• **Task description**
Exact copies are required of the lines from the line containing "[point] every instance of the lawn" through the final line of the listing, both included, and of no other lines.

[Extracted data entries]
=-=-=
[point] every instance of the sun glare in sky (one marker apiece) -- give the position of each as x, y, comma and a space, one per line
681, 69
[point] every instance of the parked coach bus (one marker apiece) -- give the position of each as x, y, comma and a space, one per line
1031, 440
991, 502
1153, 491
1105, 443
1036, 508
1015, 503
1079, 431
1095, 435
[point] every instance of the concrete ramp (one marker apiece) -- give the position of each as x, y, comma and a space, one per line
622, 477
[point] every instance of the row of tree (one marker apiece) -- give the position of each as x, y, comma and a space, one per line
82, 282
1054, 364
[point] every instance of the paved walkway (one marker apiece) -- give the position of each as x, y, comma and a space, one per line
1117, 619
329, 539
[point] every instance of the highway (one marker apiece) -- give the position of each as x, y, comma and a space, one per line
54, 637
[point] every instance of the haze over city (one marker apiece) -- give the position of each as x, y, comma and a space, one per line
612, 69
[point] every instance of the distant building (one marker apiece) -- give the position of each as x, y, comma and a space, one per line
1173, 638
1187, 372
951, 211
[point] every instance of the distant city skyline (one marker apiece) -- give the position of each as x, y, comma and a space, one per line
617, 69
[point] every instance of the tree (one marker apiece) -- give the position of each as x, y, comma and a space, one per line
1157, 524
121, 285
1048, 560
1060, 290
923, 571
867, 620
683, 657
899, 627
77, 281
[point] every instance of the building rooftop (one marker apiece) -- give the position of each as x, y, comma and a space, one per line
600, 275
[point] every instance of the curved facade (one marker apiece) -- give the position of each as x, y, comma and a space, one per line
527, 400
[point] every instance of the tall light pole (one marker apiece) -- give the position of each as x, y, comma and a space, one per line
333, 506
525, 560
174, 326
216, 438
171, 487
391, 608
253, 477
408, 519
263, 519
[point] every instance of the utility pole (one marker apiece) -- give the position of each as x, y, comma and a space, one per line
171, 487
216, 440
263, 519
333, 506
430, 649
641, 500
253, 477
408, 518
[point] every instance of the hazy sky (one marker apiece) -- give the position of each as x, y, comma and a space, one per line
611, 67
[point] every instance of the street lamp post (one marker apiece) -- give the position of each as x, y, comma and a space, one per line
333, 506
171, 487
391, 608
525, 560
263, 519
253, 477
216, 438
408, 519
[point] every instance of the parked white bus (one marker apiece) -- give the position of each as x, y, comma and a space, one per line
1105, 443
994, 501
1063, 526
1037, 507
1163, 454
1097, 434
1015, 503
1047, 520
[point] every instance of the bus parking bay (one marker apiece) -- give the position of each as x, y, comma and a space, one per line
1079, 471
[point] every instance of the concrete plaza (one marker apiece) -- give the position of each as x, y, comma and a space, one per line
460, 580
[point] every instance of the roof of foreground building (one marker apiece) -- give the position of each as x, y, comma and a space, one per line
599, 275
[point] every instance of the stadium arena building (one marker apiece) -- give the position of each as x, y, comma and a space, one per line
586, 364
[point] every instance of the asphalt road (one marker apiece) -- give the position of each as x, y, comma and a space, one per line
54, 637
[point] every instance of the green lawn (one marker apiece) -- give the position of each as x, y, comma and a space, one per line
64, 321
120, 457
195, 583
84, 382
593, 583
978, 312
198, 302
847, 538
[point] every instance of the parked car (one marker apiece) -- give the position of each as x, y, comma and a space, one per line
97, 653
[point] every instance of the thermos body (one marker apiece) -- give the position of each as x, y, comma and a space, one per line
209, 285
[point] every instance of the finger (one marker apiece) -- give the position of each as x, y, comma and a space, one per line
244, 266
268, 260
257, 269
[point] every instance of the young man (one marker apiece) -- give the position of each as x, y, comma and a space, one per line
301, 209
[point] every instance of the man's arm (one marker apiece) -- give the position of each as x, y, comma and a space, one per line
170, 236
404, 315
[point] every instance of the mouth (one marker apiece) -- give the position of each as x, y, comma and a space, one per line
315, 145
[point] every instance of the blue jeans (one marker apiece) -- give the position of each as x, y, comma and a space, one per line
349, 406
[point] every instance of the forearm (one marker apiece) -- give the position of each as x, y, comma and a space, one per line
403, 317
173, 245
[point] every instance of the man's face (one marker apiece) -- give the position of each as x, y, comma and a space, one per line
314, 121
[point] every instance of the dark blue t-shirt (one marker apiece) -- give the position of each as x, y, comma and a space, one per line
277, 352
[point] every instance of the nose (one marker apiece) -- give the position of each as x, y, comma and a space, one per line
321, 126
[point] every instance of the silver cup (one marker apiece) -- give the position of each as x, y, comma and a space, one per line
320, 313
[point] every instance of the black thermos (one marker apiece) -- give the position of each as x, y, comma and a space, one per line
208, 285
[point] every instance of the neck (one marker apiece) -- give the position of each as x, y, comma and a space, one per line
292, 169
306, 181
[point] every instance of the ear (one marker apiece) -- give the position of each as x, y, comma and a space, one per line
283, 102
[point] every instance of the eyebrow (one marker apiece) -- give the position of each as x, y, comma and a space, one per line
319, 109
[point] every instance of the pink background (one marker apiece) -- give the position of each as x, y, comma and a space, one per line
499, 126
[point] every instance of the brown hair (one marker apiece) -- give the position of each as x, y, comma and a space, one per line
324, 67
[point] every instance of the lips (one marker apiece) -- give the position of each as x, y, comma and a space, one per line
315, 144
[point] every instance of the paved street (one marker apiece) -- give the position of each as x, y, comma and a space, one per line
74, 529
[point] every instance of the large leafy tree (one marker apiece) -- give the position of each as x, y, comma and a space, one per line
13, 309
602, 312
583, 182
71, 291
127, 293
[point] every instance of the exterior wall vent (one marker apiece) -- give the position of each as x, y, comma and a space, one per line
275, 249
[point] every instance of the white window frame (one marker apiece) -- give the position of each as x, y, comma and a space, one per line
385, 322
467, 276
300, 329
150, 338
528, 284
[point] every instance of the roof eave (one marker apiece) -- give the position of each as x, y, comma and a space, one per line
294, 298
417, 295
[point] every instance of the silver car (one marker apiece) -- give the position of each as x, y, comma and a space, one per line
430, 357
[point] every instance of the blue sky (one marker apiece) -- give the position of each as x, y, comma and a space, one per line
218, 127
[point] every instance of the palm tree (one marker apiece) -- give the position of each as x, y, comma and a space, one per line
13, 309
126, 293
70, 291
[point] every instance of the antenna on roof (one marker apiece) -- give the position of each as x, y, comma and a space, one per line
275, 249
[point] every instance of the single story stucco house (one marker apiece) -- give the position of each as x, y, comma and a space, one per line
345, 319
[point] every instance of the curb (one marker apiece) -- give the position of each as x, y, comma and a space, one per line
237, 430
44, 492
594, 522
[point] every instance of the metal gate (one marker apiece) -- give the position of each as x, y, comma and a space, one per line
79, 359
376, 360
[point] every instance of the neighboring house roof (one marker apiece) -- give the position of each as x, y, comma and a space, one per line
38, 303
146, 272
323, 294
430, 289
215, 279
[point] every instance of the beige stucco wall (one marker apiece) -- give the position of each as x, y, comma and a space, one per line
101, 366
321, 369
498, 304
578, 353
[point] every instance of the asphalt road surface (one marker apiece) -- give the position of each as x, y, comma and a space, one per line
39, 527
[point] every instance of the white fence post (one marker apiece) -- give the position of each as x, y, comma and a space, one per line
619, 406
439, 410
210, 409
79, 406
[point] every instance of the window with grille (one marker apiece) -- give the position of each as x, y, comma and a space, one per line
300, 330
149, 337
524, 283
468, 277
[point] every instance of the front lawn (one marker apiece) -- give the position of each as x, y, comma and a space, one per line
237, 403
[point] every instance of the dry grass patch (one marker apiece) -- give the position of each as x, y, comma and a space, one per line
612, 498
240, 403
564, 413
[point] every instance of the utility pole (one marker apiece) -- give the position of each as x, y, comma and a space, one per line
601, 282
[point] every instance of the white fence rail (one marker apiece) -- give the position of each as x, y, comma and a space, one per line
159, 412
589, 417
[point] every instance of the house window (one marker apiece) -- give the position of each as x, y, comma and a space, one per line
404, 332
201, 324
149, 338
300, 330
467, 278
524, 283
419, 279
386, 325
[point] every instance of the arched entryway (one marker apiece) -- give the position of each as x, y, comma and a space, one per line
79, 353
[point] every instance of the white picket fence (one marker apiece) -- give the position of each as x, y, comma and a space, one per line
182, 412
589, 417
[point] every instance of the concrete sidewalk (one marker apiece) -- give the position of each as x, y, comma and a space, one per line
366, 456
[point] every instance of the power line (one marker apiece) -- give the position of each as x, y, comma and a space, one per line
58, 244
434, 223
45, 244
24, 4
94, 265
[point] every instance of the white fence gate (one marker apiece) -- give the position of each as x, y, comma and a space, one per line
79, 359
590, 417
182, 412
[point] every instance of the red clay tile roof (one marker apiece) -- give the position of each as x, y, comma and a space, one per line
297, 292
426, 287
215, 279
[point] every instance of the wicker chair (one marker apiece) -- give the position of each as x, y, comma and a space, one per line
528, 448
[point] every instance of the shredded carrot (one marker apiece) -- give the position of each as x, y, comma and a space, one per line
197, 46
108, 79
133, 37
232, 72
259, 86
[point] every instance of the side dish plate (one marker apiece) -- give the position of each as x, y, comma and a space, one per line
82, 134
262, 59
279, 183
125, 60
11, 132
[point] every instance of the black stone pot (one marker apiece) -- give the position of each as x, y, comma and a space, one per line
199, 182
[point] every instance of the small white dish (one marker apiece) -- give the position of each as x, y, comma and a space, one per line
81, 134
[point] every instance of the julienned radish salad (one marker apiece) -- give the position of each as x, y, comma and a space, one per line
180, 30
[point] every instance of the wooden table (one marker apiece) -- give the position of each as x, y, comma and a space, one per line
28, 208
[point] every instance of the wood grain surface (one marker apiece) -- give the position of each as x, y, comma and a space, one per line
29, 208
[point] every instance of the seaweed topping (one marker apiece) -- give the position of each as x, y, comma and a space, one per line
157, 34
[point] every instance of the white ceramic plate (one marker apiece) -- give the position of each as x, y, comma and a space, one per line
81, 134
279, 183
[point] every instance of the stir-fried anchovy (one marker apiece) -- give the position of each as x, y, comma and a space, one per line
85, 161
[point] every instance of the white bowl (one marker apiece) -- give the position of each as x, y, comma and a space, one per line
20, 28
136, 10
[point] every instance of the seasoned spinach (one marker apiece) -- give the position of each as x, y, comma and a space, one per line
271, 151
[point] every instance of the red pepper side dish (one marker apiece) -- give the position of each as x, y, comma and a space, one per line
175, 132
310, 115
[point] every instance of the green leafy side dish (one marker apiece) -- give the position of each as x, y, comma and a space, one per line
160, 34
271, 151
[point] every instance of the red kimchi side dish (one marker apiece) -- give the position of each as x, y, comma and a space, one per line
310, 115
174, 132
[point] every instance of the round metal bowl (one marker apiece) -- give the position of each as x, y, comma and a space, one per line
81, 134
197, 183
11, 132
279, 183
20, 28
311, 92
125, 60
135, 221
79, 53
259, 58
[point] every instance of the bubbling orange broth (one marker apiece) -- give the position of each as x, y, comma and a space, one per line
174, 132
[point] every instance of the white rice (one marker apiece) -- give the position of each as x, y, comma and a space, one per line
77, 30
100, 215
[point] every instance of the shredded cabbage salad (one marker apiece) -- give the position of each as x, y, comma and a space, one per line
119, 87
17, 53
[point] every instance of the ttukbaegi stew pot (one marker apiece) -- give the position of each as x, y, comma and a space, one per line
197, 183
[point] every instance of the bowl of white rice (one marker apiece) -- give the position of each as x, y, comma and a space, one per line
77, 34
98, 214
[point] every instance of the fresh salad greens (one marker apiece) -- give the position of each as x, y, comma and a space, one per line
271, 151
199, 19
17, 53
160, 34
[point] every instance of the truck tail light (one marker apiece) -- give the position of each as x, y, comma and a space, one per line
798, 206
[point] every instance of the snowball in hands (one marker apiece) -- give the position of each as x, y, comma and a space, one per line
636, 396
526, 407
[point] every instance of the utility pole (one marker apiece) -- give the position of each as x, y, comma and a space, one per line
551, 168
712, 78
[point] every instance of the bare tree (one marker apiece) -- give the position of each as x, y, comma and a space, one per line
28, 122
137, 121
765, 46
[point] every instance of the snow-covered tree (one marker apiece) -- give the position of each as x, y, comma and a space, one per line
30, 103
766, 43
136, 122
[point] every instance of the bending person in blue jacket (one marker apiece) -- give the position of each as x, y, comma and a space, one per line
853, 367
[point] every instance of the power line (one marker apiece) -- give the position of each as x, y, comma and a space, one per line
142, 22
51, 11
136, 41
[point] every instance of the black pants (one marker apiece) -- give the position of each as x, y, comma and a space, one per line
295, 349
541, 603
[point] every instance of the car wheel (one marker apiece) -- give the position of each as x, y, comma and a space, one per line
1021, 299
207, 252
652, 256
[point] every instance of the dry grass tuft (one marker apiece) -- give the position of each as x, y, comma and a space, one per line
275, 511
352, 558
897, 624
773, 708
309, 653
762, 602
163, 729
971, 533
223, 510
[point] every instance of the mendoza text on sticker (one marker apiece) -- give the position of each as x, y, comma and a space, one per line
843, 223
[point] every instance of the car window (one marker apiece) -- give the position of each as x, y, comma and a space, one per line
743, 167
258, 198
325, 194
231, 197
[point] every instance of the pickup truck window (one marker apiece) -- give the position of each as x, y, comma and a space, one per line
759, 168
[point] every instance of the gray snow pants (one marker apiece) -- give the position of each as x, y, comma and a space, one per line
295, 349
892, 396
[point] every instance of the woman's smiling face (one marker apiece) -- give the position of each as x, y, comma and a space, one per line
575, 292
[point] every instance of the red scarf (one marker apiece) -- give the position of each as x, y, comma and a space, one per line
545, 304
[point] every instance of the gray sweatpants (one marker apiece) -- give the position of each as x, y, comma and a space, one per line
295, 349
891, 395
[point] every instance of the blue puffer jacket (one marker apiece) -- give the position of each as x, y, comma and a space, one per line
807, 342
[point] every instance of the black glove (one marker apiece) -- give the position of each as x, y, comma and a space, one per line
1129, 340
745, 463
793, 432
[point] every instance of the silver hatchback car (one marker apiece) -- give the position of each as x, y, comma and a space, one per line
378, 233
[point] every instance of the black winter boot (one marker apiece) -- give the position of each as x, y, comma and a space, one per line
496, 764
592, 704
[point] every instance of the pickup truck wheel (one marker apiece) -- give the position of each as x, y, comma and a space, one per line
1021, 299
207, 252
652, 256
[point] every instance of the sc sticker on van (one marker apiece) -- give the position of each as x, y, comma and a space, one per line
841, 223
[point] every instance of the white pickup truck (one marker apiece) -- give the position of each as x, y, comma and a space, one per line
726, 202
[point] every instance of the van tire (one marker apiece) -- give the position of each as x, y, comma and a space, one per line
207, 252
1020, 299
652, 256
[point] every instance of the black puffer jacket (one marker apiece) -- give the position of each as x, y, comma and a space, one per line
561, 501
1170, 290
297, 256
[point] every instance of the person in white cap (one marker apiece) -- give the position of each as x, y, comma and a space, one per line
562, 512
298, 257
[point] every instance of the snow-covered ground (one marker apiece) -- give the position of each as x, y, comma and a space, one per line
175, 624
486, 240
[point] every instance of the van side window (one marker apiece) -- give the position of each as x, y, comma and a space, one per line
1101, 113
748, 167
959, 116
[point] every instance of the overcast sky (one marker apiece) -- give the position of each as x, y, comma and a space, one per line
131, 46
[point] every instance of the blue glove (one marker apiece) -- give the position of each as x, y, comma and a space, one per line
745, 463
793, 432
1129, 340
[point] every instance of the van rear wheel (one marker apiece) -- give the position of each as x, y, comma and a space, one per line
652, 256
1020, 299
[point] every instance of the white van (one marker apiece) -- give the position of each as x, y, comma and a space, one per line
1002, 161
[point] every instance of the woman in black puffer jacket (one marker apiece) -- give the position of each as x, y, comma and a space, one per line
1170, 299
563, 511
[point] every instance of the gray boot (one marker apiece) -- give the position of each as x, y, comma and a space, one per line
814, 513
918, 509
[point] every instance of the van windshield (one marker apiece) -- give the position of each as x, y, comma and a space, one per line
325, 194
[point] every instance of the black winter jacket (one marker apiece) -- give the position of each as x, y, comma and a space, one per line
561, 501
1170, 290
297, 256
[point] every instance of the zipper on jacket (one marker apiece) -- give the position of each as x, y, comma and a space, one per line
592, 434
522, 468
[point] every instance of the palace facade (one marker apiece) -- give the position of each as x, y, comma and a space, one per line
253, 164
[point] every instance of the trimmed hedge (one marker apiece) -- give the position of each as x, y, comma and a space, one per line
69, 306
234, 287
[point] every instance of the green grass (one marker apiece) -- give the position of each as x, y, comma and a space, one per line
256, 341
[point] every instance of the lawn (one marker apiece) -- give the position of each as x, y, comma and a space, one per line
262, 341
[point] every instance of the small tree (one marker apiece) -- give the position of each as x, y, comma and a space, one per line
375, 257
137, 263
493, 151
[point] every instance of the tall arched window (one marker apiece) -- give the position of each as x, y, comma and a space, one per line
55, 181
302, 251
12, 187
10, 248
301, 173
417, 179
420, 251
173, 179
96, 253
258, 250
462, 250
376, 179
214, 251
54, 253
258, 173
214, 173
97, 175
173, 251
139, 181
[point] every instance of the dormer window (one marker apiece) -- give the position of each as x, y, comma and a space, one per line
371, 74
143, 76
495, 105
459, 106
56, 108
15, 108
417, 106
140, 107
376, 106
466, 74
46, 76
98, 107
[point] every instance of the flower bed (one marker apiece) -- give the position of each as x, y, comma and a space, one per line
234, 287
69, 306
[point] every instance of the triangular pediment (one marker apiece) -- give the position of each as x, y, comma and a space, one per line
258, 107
=-=-=
• **Exercise output**
[point] every instance of the lawn (one marker apiece) -- give the position of each as x, y, comma and a space, one per line
262, 341
[point] every instance of the small tree (one marker apiece) -- give the position of each as x, y, comma and a space, one per line
375, 257
137, 263
493, 151
[point] every instance of the tall arched window (one marker apiece) -- give the position of each as x, y, comma and a space, one per line
55, 181
302, 251
12, 187
10, 248
301, 173
417, 179
420, 251
173, 179
96, 253
258, 250
462, 250
376, 179
214, 251
54, 253
258, 173
214, 173
97, 175
173, 251
139, 181
[point] every instance of the dormer window (one marker apiece) -- give the position of each as x, y, comma and a space, one per line
371, 74
143, 76
495, 105
459, 106
56, 108
15, 108
417, 106
140, 107
376, 106
466, 74
46, 76
98, 107
[point] every instance of the flower bed (one marker apiece) -- give the position of each as x, y, comma and a space, one per line
234, 287
69, 306
[point] every instance of the triangular pediment (one marker apiece) -- give the position of each as x, y, comma and a space, one per line
258, 107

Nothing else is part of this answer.